# [Aim]
Render every line of the material as a JSON list of strings, one string per line, skipping blank lines. Leave the pictures out of the answer.

Pointing dataset records:

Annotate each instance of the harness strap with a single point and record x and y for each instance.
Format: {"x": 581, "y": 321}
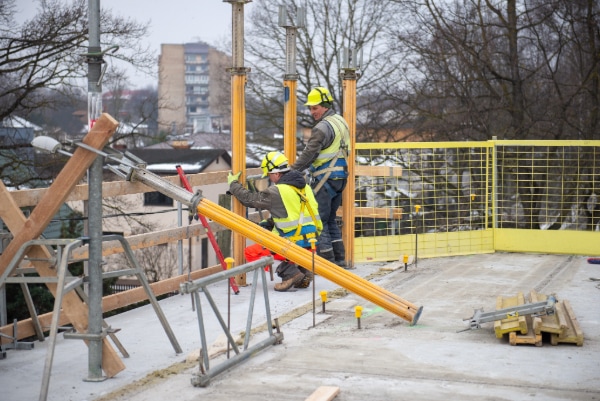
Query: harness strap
{"x": 304, "y": 204}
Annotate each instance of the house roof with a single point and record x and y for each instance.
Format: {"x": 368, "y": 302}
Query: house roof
{"x": 193, "y": 161}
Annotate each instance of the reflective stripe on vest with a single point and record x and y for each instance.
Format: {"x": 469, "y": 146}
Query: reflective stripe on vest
{"x": 340, "y": 141}
{"x": 296, "y": 217}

# [Answer to the problem]
[
  "Annotate each instance of the harness strap with a single point and record x and y for each instance.",
  "Format: {\"x\": 581, \"y\": 321}",
  "Query: harness strap",
  "{\"x\": 304, \"y\": 204}",
  "Annotate each instance of the house roof with a single point and record x and y for each instance.",
  "Format: {\"x\": 368, \"y\": 302}",
  "Query: house roof",
  "{\"x\": 193, \"y\": 161}",
  "Annotate each instance of the reflective stripe on vest with a single point and record x and y for each instance.",
  "Format: {\"x\": 469, \"y\": 146}",
  "Query: reflective stripe on vest",
  "{\"x\": 340, \"y\": 141}",
  "{\"x\": 296, \"y\": 217}"
]